*Goal*.
Return the records exactly as they are.

*Task inputs*.
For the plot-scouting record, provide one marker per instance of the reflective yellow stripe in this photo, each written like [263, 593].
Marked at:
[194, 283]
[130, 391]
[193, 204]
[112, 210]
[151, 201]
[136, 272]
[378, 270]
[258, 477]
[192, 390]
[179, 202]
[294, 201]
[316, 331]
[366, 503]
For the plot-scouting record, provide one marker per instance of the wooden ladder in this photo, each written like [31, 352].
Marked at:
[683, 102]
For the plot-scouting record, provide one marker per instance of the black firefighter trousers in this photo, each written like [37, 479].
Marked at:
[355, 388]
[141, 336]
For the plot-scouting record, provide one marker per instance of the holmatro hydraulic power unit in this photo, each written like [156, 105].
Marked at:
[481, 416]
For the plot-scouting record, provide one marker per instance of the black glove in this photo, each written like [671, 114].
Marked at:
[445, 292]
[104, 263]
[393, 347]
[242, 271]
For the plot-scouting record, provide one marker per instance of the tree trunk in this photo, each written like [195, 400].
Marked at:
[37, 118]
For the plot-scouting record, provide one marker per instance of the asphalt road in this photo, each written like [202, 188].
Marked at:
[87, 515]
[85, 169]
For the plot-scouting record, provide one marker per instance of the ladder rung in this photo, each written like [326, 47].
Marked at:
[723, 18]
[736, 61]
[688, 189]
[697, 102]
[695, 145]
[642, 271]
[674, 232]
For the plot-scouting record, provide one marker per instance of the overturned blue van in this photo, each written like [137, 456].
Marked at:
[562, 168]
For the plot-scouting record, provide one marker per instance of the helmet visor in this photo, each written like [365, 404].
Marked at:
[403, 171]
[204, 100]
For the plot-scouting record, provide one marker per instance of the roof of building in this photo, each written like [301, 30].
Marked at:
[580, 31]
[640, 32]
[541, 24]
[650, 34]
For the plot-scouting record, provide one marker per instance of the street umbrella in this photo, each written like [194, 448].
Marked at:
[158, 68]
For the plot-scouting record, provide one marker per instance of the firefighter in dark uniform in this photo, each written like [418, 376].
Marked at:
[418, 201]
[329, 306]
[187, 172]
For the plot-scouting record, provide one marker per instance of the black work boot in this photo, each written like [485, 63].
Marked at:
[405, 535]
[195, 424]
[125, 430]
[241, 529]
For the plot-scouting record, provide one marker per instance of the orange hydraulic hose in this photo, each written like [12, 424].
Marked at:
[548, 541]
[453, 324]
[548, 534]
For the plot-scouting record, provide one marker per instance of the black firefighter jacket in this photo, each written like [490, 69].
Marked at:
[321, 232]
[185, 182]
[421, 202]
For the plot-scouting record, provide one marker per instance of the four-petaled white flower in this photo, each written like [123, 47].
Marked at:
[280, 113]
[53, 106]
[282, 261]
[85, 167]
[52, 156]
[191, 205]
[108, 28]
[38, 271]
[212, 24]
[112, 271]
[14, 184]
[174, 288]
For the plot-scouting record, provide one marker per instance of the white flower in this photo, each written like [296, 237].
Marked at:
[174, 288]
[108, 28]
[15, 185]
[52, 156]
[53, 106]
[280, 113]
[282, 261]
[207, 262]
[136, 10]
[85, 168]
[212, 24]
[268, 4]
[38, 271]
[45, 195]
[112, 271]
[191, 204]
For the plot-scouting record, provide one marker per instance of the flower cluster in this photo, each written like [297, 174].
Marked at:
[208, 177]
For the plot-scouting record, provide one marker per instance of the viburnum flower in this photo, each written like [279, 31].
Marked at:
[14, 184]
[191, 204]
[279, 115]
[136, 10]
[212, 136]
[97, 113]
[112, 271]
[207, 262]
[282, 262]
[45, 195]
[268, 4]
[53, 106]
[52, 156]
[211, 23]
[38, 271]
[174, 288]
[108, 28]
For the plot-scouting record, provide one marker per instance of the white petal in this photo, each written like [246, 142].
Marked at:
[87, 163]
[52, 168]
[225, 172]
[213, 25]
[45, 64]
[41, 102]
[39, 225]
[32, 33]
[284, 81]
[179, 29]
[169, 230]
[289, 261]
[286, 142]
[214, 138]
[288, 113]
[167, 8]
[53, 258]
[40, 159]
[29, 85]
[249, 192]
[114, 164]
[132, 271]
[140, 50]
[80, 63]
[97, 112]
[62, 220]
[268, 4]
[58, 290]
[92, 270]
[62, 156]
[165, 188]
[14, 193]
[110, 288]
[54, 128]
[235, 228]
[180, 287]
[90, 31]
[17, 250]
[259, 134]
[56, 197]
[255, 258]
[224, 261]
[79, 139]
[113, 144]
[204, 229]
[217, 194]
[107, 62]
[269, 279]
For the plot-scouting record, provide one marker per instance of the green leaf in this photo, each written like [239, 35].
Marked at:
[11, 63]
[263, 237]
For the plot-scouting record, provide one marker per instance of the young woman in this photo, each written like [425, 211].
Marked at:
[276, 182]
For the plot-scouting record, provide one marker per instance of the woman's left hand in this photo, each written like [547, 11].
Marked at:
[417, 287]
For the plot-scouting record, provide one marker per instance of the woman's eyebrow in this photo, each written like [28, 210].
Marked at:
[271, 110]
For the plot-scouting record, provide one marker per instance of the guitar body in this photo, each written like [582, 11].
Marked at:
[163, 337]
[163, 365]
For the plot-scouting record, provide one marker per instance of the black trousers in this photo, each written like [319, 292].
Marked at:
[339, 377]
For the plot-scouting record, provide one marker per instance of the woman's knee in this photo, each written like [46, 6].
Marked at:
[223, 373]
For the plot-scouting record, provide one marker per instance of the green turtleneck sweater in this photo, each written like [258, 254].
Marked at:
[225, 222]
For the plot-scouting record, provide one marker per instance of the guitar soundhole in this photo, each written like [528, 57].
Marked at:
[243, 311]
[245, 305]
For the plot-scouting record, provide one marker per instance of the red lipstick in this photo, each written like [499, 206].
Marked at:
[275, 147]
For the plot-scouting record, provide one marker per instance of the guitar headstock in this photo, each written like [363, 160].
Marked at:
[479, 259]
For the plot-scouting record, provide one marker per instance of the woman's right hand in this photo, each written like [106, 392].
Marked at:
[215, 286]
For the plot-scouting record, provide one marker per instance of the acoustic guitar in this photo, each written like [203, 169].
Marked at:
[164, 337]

*Written solution*.
For the plot-scouting record, provide one marker per instance of the reflective yellow stripe in this photo, each written like [263, 593].
Marked at:
[194, 283]
[130, 391]
[193, 204]
[112, 210]
[151, 201]
[136, 272]
[378, 270]
[258, 477]
[192, 390]
[179, 202]
[294, 201]
[316, 331]
[366, 503]
For the plot-scouting record, provide one marker per instance of the wooden ladder in this photo, each written like [31, 352].
Marked at:
[683, 102]
For the plot-scouting record, provide one marker per instance of the black firefighter trousers in this photo, each written like [37, 479].
Marked at:
[355, 388]
[141, 336]
For the plot-scouting record, provide one marker per instance of the holmatro hydraulic power unit in this photo, each written like [156, 105].
Marked at:
[481, 416]
For the plot-scouting record, provide one marker per instance of the black glove in this photo, each written like [671, 114].
Marked at:
[445, 292]
[104, 263]
[393, 347]
[242, 271]
For the plot-scouting record, provide one marker per instance of the tree trunk in this photo, each written like [195, 400].
Marked at:
[37, 118]
For the plot-scouting record, provide one marker per instance of the asphalt road in this photo, each written like [202, 188].
Marked at:
[87, 515]
[85, 169]
For the plot-scouting record, provide one marker per instance of the ladder rung in this photo, each written like [326, 47].
Marked at:
[723, 18]
[736, 61]
[688, 189]
[697, 102]
[695, 145]
[642, 271]
[674, 232]
For the plot-scouting record, provide one marker per instance of the overturned blue van in this photo, each written like [137, 456].
Marked at:
[562, 168]
For the plot-scouting record, provide one marker per instance of the helmet visor in this photo, each written like [365, 404].
Marked at:
[403, 171]
[204, 100]
For the plot-scouting record, provide one marker per instance of the roof of building in this photo, each written like [301, 30].
Marked at:
[580, 31]
[640, 32]
[541, 24]
[650, 34]
For the plot-scouting record, provide one marker per instance of the street umbrella in this photo, each written like [194, 448].
Marked at:
[158, 68]
For the plot-scouting record, provide one marker per instance of the firefighter in dark uniform in this photo, each written like [418, 376].
Marked at:
[418, 201]
[329, 306]
[187, 172]
For the plot-scouting record, provide one marker per instance of the black work boot in this photo, each written like [485, 63].
Marked at:
[405, 535]
[195, 424]
[125, 430]
[241, 529]
For the plot-scouting record, provide one marker per instance of the orange hydraulic hose in this photo, each written like [12, 424].
Marked at:
[548, 541]
[453, 324]
[548, 534]
For the plot-scouting record, provide one marker per instance of the black firefighter jacket in this photo, each written like [490, 69].
Marked at:
[321, 232]
[185, 182]
[421, 202]
For the plot-scouting record, provide one marker per instance of the four-petaled white flower in this photo, each written like [123, 47].
Marked at:
[280, 113]
[53, 106]
[282, 261]
[85, 167]
[52, 156]
[191, 205]
[108, 28]
[38, 271]
[212, 24]
[112, 271]
[14, 184]
[174, 288]
For the plot-scouting record, provide one marker per instance of the white flower in this photo, each written like [296, 237].
Marked at:
[174, 288]
[108, 28]
[15, 185]
[52, 156]
[53, 106]
[280, 113]
[282, 261]
[207, 262]
[136, 10]
[85, 168]
[212, 24]
[268, 4]
[38, 271]
[45, 195]
[112, 271]
[191, 204]
For the plot-scouting record, provide one marker per instance of the flower cluster in this photo, each written like [297, 174].
Marked at:
[208, 177]
For the plot-scouting record, provide one marker per instance of the viburnum flower in this photo, each written like [279, 31].
Marked at:
[14, 184]
[191, 204]
[279, 115]
[136, 10]
[212, 136]
[97, 113]
[112, 271]
[207, 262]
[282, 262]
[45, 195]
[268, 4]
[53, 106]
[52, 156]
[211, 23]
[38, 271]
[174, 288]
[108, 28]
For the plot-scouting record, provide one marker per instance of the white petal in this photo, each written like [246, 142].
Marked at:
[87, 163]
[52, 168]
[225, 172]
[213, 25]
[45, 64]
[41, 102]
[39, 225]
[32, 33]
[284, 81]
[179, 29]
[169, 230]
[289, 261]
[286, 142]
[214, 138]
[288, 113]
[167, 8]
[53, 258]
[40, 159]
[29, 85]
[249, 192]
[114, 164]
[132, 271]
[140, 50]
[80, 63]
[97, 112]
[62, 220]
[268, 4]
[58, 290]
[92, 270]
[62, 156]
[165, 188]
[14, 193]
[110, 288]
[54, 128]
[235, 228]
[180, 287]
[90, 31]
[17, 250]
[259, 134]
[56, 197]
[255, 258]
[224, 261]
[79, 139]
[113, 144]
[204, 229]
[217, 194]
[107, 62]
[269, 279]
For the plot-scouting record, provide one marker per instance of the green leaf in this photo, each written like [239, 35].
Marked at:
[11, 63]
[263, 237]
For the plot-scouting record, provide one marker per instance of the young woman in this photo, each written like [425, 211].
Marked at:
[276, 182]
For the plot-scouting record, provide one marker per instance of the woman's left hand in this photo, each written like [547, 11].
Marked at:
[417, 287]
For the plot-scouting record, provide one marker per instance of the woman's eyebrow in this photo, each written like [28, 210].
Marked at:
[271, 110]
For the plot-scouting record, provide one marker per instance of the guitar body in this photo, each written like [582, 11].
Marked at:
[163, 337]
[163, 365]
For the plot-scouting record, provide one marker per instance of the black trousers in this photo, each written like [319, 292].
Marked at:
[339, 377]
For the plot-scouting record, provide one marker per instance of the woman's knee in this photo, each written like [46, 6].
Marked at:
[223, 373]
For the plot-scouting record, provide one marker per instance of the green turtleneck sweater in this photo, each written like [258, 254].
Marked at:
[225, 222]
For the plot-scouting record, provide one marker per instance of the guitar soundhole in this photo, each written like [528, 57].
Marked at:
[243, 311]
[245, 305]
For the plot-scouting record, provide one marker per instance of the red lipstick in this photo, each written like [499, 206].
Marked at:
[275, 147]
For the plot-scouting record, provide one marker per instance of the guitar headstock in this photo, each written like [363, 160].
Marked at:
[479, 259]
For the plot-scouting record, provide one marker per instance of the woman's right hand in this photo, each written like [106, 392].
Marked at:
[215, 286]
For the plot-scouting record, provide one marker per instance of the acoustic guitar in this photo, each written like [203, 169].
Marked at:
[164, 337]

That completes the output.